#### EXERCISE INSTRUCTIONS
Exact repetition of every entry is required.

Data entries:
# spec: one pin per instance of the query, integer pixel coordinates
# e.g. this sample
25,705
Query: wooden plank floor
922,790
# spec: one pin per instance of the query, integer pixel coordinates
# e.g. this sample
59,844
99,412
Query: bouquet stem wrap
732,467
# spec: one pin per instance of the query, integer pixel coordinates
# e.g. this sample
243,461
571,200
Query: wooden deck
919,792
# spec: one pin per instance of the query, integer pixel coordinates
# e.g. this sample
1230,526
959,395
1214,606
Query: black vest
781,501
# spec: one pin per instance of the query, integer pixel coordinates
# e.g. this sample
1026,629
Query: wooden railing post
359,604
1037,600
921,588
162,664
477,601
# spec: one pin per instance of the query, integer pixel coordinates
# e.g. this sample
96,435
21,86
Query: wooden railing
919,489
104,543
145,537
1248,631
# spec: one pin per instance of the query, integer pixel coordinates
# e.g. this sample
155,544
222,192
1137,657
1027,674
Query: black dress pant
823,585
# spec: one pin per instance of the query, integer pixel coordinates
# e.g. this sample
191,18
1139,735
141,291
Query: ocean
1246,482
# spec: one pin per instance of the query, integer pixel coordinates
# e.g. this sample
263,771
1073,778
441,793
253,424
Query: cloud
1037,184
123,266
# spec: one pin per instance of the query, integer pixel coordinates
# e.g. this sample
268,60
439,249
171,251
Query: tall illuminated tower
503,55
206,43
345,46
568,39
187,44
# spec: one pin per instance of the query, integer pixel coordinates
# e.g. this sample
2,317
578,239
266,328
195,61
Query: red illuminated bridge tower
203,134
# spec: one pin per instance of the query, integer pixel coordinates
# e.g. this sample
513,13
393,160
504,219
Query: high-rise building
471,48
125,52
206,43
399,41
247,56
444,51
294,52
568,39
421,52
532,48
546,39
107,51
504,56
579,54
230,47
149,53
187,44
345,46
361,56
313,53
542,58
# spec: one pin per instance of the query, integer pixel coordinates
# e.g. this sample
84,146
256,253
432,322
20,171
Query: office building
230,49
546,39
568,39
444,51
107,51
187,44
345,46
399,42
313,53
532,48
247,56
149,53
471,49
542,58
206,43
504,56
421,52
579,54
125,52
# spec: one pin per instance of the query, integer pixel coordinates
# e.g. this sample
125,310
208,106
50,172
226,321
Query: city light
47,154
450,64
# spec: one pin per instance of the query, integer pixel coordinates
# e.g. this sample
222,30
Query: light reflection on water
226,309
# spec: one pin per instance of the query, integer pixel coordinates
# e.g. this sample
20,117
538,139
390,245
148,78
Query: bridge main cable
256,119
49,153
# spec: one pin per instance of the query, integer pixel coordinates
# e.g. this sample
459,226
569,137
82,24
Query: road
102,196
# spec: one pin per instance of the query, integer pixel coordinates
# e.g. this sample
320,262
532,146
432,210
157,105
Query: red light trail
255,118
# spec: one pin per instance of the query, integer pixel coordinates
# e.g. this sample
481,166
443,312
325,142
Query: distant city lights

#### WORKED ANSWER
# spec: one pin per instance of the query, integer pixel coordinates
# e.g. this sample
25,705
Query: wooden plank floor
922,790
# spec: one pin per instance of the query, integer pixel coordinates
# e.g. this sample
59,844
99,412
Query: bouquet stem wrap
732,467
# spec: one pin per instance of the query, integer pixel coordinates
# e.g. this sample
243,461
571,200
Query: wooden deck
919,792
# spec: one pin per instance of the query, integer pixel coordinates
# e.g. this sample
1230,526
959,395
1214,606
Query: black vest
781,501
# spec: one pin per instance of the query, integer pixel coordinates
# e.g. this sample
1026,629
Query: wooden railing post
359,604
1037,600
921,588
162,664
477,601
# spec: one pin per instance of the query, integer pixel coordinates
# e.g. this sample
96,435
21,86
Query: wooden railing
919,489
104,543
145,537
1248,631
# spec: one pin per instance of the query, integer pixel coordinates
# e.g. this sample
155,544
222,192
1137,657
1027,674
Query: black dress pant
823,585
# spec: one pin per instance of the query, integer pixel coordinates
# e.g. this sample
191,18
1139,735
141,291
Query: ocean
1246,482
# spec: one pin per instance of the query, integer pixel coordinates
# e.g. this sample
263,771
1073,778
441,793
253,424
Query: cloud
1037,184
123,266
# spec: one pin per instance of the query, integer pixel coordinates
# e.g. this sample
268,60
439,249
171,251
Query: tall illuminated tower
503,55
206,43
345,46
568,39
187,44
# spec: one pin per instance of the query, integer pixel coordinates
# e.g. this sample
2,317
578,239
266,328
195,61
Query: red illuminated bridge tower
203,134
# spec: one pin per instance of the query, integer pixel coordinates
# e.g. this sample
513,13
393,160
504,219
Query: high-rise building
471,48
125,52
206,43
399,41
247,56
444,51
294,52
568,39
421,52
532,48
546,39
107,51
504,56
579,54
230,47
149,53
187,44
345,46
361,56
313,53
542,58
# spec: one pin per instance of the query, integer pixel coordinates
# e.g. this sample
84,146
256,253
432,322
20,171
Query: office building
230,49
546,39
568,39
444,51
107,51
187,44
345,46
399,42
313,53
532,48
247,56
149,53
471,49
542,58
206,43
504,56
421,52
579,54
125,52
# spec: one pin per instance of the query, integer pixel coordinates
# e.g. this sample
125,310
208,106
50,172
226,321
Query: city light
47,154
450,64
# spec: one pin per instance of the query, integer pixel coordinates
# e.g. this sample
222,30
Query: light reflection on water
226,309
# spec: one pin per instance of the query, integer pixel coordinates
# e.g. this sample
20,117
538,139
390,245
148,78
Query: bridge main cable
256,119
49,153
# spec: one pin per instance of the query, integer pixel coordinates
# e.g. this sample
459,226
569,137
82,24
Query: road
102,196
# spec: one pin per instance of the query, integer pixel coordinates
# e.g. this sample
320,262
532,146
432,210
157,105
Query: red light trail
255,118
# spec: one pin per instance of the query, integer pixel coordinates
# e.g. this sample
481,166
443,312
325,142
Query: distant city lights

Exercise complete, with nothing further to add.